- **Problem description**
Please return, with no alterations, the lines below from the very first through the one that contains "trace --target=nose --mode=segment".

* * * * * * * * *

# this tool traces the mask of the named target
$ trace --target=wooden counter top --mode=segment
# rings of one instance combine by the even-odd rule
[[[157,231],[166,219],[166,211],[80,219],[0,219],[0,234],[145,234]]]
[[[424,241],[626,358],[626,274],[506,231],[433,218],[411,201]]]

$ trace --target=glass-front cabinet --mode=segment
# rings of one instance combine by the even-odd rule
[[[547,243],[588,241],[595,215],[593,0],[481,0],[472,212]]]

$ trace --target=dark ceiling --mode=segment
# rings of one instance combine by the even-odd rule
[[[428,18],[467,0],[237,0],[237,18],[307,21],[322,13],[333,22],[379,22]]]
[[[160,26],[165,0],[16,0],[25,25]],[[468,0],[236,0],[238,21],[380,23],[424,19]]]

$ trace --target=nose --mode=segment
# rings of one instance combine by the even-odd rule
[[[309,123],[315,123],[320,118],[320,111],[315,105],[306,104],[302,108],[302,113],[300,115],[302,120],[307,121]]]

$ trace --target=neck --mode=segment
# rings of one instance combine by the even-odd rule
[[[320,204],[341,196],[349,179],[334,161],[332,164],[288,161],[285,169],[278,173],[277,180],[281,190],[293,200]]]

* * * * * * * * *

- **Result of this task**
# this tool traces the mask of the named target
$ trace --target=wooden counter top --mode=segment
# rings of one instance combine by the even-odd rule
[[[157,231],[166,219],[166,211],[80,219],[0,219],[0,234],[145,234]]]
[[[424,241],[626,358],[626,274],[506,231],[433,218],[411,201]]]

$ trace --target=glass-front cabinet --mode=segment
# rings of one instance combine by the even-odd rule
[[[547,243],[588,241],[595,215],[593,0],[481,0],[472,212]]]

$ trace --target=dark ceiling --mode=segment
# rings of one instance combine by the even-odd rule
[[[428,18],[467,0],[237,0],[237,18],[307,21],[322,13],[333,22],[379,22]]]
[[[160,26],[165,0],[16,0],[25,25]],[[468,0],[236,0],[238,21],[380,23],[424,19]]]

$ trace --target=nose --mode=segment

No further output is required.